- What needs to be done
Read the data and repeat all of it exactly.

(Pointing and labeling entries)
- - -
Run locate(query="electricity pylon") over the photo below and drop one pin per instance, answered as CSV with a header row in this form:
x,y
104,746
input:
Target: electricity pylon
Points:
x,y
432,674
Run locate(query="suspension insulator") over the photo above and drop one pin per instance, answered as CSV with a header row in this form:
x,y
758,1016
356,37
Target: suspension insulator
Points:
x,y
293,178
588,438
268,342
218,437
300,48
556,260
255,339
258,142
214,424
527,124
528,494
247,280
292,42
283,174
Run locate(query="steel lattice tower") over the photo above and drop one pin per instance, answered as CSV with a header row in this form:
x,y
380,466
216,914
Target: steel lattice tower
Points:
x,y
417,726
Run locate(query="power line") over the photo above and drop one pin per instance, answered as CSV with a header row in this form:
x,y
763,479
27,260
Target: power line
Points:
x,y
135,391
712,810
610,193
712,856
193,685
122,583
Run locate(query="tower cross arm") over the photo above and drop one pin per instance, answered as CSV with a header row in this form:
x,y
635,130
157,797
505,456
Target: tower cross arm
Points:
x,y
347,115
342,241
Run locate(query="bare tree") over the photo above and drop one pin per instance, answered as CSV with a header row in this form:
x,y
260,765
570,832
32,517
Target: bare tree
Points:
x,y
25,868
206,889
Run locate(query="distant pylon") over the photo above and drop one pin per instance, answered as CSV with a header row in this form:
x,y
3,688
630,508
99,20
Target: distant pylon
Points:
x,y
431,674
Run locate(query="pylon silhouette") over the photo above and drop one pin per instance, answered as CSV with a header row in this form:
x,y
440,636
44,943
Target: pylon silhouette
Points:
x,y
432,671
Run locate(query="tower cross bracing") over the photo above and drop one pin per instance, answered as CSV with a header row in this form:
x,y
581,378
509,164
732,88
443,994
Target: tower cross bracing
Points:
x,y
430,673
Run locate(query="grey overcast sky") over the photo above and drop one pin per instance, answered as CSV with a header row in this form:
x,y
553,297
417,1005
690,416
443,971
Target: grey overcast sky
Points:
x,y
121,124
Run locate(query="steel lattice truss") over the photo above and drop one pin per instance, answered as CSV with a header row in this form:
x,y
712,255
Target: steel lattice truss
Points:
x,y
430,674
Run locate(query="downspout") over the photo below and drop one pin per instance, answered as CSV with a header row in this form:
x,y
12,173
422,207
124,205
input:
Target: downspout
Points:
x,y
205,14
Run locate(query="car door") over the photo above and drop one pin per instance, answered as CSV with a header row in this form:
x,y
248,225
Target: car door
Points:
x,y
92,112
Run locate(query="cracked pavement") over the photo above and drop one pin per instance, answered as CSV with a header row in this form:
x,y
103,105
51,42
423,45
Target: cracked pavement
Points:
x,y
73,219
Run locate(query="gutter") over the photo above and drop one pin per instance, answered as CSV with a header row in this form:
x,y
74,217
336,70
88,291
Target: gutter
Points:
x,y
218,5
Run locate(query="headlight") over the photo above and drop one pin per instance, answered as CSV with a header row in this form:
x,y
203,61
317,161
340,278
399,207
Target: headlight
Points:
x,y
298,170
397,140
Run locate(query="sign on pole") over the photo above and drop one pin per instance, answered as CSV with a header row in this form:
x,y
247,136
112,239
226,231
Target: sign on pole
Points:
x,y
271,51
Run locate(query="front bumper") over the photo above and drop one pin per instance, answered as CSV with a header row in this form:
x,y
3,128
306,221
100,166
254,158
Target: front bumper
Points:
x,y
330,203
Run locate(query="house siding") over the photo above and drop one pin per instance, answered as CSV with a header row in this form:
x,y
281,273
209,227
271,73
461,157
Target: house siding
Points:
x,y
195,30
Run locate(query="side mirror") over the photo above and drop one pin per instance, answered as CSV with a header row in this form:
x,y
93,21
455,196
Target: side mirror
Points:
- - -
- Written reply
Run locate(query="electricity pylon") over the photo below and drop one pin per instance, answered as CSV with a header row in this form:
x,y
104,746
input:
Target: electricity pylon
Points:
x,y
432,674
Run locate(query="suspension insulator") over the photo above and drop one pin per instance, answered as CSV with a header row in this form:
x,y
758,1016
356,37
Target: suspension insulator
Points:
x,y
293,178
588,438
268,342
218,437
300,48
556,260
255,339
258,142
214,424
527,124
528,494
247,280
292,42
283,174
Run locate(query="steel lattice tower") over the photo above and drop one pin per instance, answered as CSV with a header row in this form:
x,y
380,466
216,914
Target: steel lattice tower
Points:
x,y
417,726
Run locate(query="power line") over the photo above and drop one pin per instance, answered as CSV with a header row in this form:
x,y
763,479
27,260
Target: power line
Points:
x,y
135,391
712,810
610,193
712,856
193,685
122,583
Run locate(query="tower cross arm") over the photo above and drop one pin per instance, answered as CSV with a header row in this form:
x,y
635,130
157,797
505,456
Target: tower cross arm
Points:
x,y
347,115
342,241
Run locate(query="bare tree") over the photo above and drop one pin per instance, answered as CSV with a header row in this form:
x,y
260,765
570,832
32,517
Target: bare tree
Points:
x,y
25,868
206,889
Run locate(query="distant pylon") over the photo above and drop one pin per instance, answered as CSV with a header row in this form:
x,y
3,688
630,508
99,20
Target: distant pylon
Points:
x,y
431,674
Run locate(query="pylon silhouette") over the photo above and drop one pin per instance, answered as CSV with a header row in this form:
x,y
440,636
44,943
Target: pylon silhouette
Points:
x,y
432,671
Run locate(query="tower cross bracing") over the photo above and drop one pin per instance, answered as CSV with a header row in this form:
x,y
581,378
509,164
732,88
443,994
Target: tower cross bracing
Points:
x,y
430,673
Run locate(query="grey overcast sky") over the photo above and drop one pin per instance, answered as CSV with a header row in this form:
x,y
553,297
417,1005
690,416
443,971
Target: grey overcast sky
Points:
x,y
121,124
Run locate(query="steel lattice truss") over the photo above and drop one pin per instance, answered as CSV with a header row in this form:
x,y
712,255
Target: steel lattice truss
Points:
x,y
430,674
Run locate(query="downspout") over the photo below and drop one pin per instance, answered as CSV with a header row in this form:
x,y
12,173
422,207
124,205
input:
Target: downspout
Points:
x,y
205,14
Run locate(query="car door") over the photo above and drop one pin per instance, answered as CSV with a header row in this form:
x,y
248,225
Target: car door
Points:
x,y
92,112
Run locate(query="cracked pavement") over the photo above and drop one pin per instance, answered as CSV with a header row in this form:
x,y
103,105
51,42
423,45
Target: cracked pavement
Points:
x,y
73,219
Run locate(query="gutter") over the photo above and drop one pin per instance, answered as CSV with a header row in this form:
x,y
74,217
336,70
88,291
Target: gutter
Points:
x,y
218,5
Run locate(query="headlight") over the photo above and drop one pin per instance, answered as CSV with a header row in this form:
x,y
203,61
317,161
340,278
399,207
Target: headlight
Points:
x,y
298,170
397,140
Run locate(query="sign on pole") over the photo above and drop one pin per instance, answered as CSV with a header row in this form:
x,y
247,136
112,239
226,231
Target: sign on pole
Points:
x,y
271,51
Run locate(query="front bumper") over the photo above and drop one pin per instance, answered as CSV with a header row in this form:
x,y
3,128
306,221
100,166
254,158
Target: front bumper
Points:
x,y
330,203
Run locate(query="house siding") over the photo above and drop one pin per instance, answered as CSV with a header row in this form:
x,y
281,273
209,227
271,73
461,157
Target: house siding
Points:
x,y
195,30
Run locate(query="side mirror") over the photo above and drop one pin per instance, answered as CSV with a header row in this form:
x,y
93,21
455,196
Target: side mirror
Points:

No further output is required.